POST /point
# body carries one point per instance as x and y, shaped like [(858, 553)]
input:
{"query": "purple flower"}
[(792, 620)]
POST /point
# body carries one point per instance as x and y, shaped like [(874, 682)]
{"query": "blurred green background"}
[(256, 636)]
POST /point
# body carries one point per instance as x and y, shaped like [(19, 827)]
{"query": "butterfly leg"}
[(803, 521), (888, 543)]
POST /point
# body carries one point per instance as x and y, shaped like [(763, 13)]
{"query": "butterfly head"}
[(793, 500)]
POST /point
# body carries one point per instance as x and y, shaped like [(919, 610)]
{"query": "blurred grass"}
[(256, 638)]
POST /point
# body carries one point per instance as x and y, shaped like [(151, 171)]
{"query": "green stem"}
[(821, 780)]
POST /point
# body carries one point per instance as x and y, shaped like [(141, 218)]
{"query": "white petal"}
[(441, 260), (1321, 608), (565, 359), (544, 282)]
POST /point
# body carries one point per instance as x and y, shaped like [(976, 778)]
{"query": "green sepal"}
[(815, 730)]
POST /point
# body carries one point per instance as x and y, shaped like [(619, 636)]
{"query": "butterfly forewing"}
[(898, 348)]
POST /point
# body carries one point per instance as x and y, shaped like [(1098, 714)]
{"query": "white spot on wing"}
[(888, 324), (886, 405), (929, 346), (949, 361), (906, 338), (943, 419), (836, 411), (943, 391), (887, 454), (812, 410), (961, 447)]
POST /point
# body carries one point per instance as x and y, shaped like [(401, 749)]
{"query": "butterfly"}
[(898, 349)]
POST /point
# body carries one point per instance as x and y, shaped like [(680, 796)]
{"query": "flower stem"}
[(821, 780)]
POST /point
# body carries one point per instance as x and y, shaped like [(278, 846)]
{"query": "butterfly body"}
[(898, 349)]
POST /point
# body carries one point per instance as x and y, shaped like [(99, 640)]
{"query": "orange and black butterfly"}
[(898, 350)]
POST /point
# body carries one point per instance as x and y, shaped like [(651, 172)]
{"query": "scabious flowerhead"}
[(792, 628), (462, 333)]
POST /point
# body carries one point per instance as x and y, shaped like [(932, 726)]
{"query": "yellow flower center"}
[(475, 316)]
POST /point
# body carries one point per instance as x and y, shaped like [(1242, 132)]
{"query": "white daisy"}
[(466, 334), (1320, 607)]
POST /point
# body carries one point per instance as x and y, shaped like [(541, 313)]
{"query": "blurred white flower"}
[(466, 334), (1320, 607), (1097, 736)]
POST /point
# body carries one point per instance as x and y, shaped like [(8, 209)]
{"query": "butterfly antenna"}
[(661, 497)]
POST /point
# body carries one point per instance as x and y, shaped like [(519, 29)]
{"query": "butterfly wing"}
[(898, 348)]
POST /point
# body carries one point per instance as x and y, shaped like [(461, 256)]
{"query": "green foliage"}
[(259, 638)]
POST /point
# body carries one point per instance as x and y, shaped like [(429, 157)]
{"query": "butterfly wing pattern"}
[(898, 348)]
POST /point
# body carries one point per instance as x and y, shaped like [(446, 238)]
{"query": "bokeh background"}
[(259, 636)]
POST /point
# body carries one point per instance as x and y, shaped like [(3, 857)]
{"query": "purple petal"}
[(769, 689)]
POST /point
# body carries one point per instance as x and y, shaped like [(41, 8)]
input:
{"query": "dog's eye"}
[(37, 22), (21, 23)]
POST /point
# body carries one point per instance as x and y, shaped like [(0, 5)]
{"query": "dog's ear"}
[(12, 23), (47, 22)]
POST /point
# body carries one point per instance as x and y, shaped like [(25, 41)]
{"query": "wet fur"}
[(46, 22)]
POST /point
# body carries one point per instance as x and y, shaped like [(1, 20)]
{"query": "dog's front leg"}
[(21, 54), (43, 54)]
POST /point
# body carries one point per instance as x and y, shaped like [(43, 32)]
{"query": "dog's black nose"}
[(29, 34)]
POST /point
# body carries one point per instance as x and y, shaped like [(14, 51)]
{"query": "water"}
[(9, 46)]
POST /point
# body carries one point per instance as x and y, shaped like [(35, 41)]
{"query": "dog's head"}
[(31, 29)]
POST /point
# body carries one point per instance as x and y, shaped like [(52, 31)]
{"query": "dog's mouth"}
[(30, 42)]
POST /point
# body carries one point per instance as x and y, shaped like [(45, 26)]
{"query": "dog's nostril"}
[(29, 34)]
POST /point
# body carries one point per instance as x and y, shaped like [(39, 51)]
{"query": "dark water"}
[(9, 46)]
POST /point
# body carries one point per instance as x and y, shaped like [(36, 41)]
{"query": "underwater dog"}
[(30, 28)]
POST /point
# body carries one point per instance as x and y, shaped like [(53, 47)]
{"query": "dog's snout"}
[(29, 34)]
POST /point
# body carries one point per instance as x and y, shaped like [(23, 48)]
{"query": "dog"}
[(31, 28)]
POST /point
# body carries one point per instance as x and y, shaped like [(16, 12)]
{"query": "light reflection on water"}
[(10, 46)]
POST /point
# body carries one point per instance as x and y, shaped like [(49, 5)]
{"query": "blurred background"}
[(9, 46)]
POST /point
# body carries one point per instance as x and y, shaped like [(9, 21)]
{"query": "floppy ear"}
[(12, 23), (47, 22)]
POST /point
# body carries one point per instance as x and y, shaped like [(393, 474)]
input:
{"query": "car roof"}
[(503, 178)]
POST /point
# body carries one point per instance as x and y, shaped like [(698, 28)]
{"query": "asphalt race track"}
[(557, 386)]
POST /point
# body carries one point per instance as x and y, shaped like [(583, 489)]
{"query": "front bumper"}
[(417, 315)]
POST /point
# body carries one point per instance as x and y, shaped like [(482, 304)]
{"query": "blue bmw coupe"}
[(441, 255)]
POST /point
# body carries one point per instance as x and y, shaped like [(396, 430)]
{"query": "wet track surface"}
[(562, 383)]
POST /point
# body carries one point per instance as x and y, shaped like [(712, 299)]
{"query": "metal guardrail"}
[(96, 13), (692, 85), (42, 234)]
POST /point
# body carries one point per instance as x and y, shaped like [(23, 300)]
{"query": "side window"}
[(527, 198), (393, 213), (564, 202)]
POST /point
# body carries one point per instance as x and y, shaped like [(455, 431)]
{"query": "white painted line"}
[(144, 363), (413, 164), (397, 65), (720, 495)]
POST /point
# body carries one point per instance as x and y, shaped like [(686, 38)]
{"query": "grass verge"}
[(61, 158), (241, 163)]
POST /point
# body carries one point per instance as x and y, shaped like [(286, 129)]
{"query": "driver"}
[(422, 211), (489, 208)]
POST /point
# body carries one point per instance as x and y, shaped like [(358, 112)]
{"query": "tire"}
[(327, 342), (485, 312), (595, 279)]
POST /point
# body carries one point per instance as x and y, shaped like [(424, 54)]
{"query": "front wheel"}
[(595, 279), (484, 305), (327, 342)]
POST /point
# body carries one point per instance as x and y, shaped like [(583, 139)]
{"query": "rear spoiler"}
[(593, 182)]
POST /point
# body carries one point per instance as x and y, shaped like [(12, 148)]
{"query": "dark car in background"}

******************************

__EXERCISE PROMPT__. Write every record out again, unaltered.

__ANSWER SPACE__.
POST /point
# body carries one point per instance as x and y, shaped like [(858, 553)]
input:
{"query": "purple flower"}
[(792, 620)]
POST /point
# body carries one point per instance as x and y, shaped like [(874, 682)]
{"query": "blurred green background"}
[(256, 636)]
POST /point
# body carries one point per instance as x and y, shaped like [(19, 827)]
{"query": "butterfly leg"}
[(803, 521), (888, 543)]
POST /point
# body carries one point per instance as x and y, shaped like [(763, 13)]
{"query": "butterfly head"}
[(793, 500)]
POST /point
# body carries one point per instance as x and y, shaped like [(919, 610)]
{"query": "blurred grass"}
[(256, 638)]
POST /point
# body carries one point per instance as x and y, shaped like [(151, 171)]
{"query": "green stem"}
[(821, 780)]
POST /point
# body carries one point per instance as x and y, shaped like [(141, 218)]
{"query": "white petal"}
[(441, 260), (1321, 608), (565, 359), (544, 282)]
POST /point
# body carries one point per instance as x and y, shaped like [(976, 778)]
{"query": "green sepal"}
[(815, 730)]
POST /point
# body carries one point per instance as x and y, shaped like [(619, 636)]
{"query": "butterfly forewing"}
[(898, 348)]
POST /point
# body carries one point per instance as x and y, shaped like [(1098, 714)]
{"query": "white spot on wing"}
[(888, 324), (886, 405), (929, 346), (949, 361), (906, 338), (943, 419), (836, 411), (943, 391), (887, 454), (812, 410), (961, 447)]
POST /point
# body carries one point per instance as x and y, shaped like [(401, 749)]
{"query": "butterfly"}
[(898, 349)]
POST /point
# body carries one point per instance as x and y, shaped like [(680, 796)]
{"query": "flower stem"}
[(821, 780)]
POST /point
# body carries one point per instance as x and y, shaped like [(278, 846)]
{"query": "butterfly body"}
[(898, 349)]
POST /point
# body carries one point per instance as x and y, shaped like [(99, 640)]
{"query": "orange and black butterfly"}
[(898, 350)]
POST /point
# body carries one point per instance as x and y, shaped like [(651, 172)]
{"query": "scabious flowerhead"}
[(792, 628), (462, 333)]
POST /point
# body carries one point per instance as x and y, shaped like [(932, 726)]
{"query": "yellow flower center"}
[(475, 316)]
POST /point
# body carries one point per instance as x and y, shaped like [(1242, 132)]
{"query": "white daisy"}
[(466, 334), (1320, 607)]
POST /point
# body carries one point per instance as x and y, shaped like [(541, 313)]
{"query": "blurred white flower"}
[(466, 334), (1320, 607), (1097, 736)]
POST /point
# body carries one point per instance as x and y, shaped like [(8, 209)]
{"query": "butterfly antenna"}
[(661, 497)]
POST /point
# body carries one point per instance as x and y, shaped like [(519, 29)]
{"query": "butterfly wing"}
[(898, 348)]
POST /point
# body carries one point per instance as x and y, shaped like [(461, 256)]
{"query": "green foliage"}
[(259, 638)]
POST /point
# body carries one point per instance as x and y, shaped like [(429, 157)]
{"query": "butterfly wing pattern"}
[(898, 348)]
POST /point
# body carries one point per instance as x and y, shaped like [(446, 238)]
{"query": "bokeh background"}
[(259, 636)]
POST /point
# body carries one point per instance as x and y, shaped like [(3, 857)]
{"query": "purple petal"}
[(769, 689)]
POST /point
# body carries one point per instance as x and y, shaped like [(41, 8)]
input:
{"query": "dog's eye"}
[(37, 22), (21, 23)]
POST /point
# body carries one point per instance as x and y, shaped like [(0, 5)]
{"query": "dog's ear"}
[(12, 23), (47, 22)]
POST /point
# body carries one point per instance as x and y, shaped like [(25, 41)]
{"query": "wet fur"}
[(46, 22)]
POST /point
# body carries one point per instance as x and y, shaped like [(1, 20)]
{"query": "dog's front leg"}
[(21, 54), (43, 54)]
POST /point
# body carries one point per instance as x and y, shaped like [(43, 32)]
{"query": "dog's black nose"}
[(29, 34)]
POST /point
# body carries one point per instance as x and y, shaped like [(14, 51)]
{"query": "water"}
[(9, 46)]
POST /point
# body carries one point per instance as x and y, shaped like [(35, 41)]
{"query": "dog's head"}
[(31, 29)]
POST /point
# body carries one point per instance as x and y, shaped like [(52, 31)]
{"query": "dog's mouth"}
[(30, 42)]
POST /point
# body carries one point per instance as x and y, shaped like [(45, 26)]
{"query": "dog's nostril"}
[(29, 34)]
POST /point
# body carries one point per instance as x and y, shaped like [(39, 51)]
{"query": "dark water"}
[(9, 46)]
POST /point
# body carries one point per instance as x and y, shaped like [(36, 41)]
{"query": "underwater dog"}
[(30, 28)]
POST /point
# body carries one point per instance as x and y, shaped like [(53, 47)]
{"query": "dog's snout"}
[(29, 34)]
POST /point
# body carries one point per instance as x and y, shaped like [(23, 48)]
{"query": "dog"}
[(31, 28)]
POST /point
# body carries one point per instance as x and y, shaped like [(16, 12)]
{"query": "light reflection on water"}
[(10, 46)]
POST /point
# body carries one point per instance as x and y, shaped like [(49, 5)]
{"query": "blurred background"}
[(9, 46)]
POST /point
# body carries one point per instance as x and y, shaped like [(9, 21)]
{"query": "floppy ear"}
[(12, 23), (47, 22)]
POST /point
# body carries one point per instance as x and y, shaped like [(393, 474)]
input:
{"query": "car roof"}
[(503, 178)]
POST /point
# body carries one point per instance as x and y, shaped like [(698, 28)]
{"query": "asphalt race track"}
[(557, 386)]
POST /point
# body carries one point per instance as x and y, shaped like [(583, 489)]
{"query": "front bumper"}
[(417, 315)]
POST /point
# body carries one point per instance as x and y, shaped like [(482, 304)]
{"query": "blue bmw coupe"}
[(441, 255)]
POST /point
# body carries one point per instance as x and y, shaped like [(396, 430)]
{"query": "wet track surface"}
[(562, 383)]
POST /point
# body carries one point per instance as x and y, shaped like [(712, 299)]
{"query": "metal guardrail"}
[(96, 13), (692, 85), (42, 234)]
POST /point
# body carries one point per instance as x and y, shaped like [(23, 300)]
{"query": "side window"}
[(527, 198), (393, 213), (564, 202)]
POST /point
# body carries one point per instance as x and y, shaped like [(455, 431)]
{"query": "white painted line"}
[(144, 363), (413, 164), (397, 65), (720, 495)]
POST /point
# body carries one point per instance as x and y, shaped like [(686, 38)]
{"query": "grass verge"}
[(61, 158), (241, 163)]
POST /point
# body carries one point per instance as x and y, shaped like [(286, 129)]
{"query": "driver"}
[(422, 211), (489, 208)]
POST /point
# body carries one point per instance as x and y, shaped like [(358, 112)]
{"query": "tire"}
[(327, 342), (485, 312), (595, 279)]
POST /point
# body carries one point per instance as x and y, shaped like [(424, 54)]
{"query": "front wheel"}
[(595, 279), (484, 305), (327, 342)]
POST /point
# body carries one point per instance as x and y, shaped like [(583, 139)]
{"query": "rear spoiler"}
[(593, 182)]
POST /point
# body carries one point per instance as x and y, shaped like [(12, 148)]
{"query": "dark car in background"}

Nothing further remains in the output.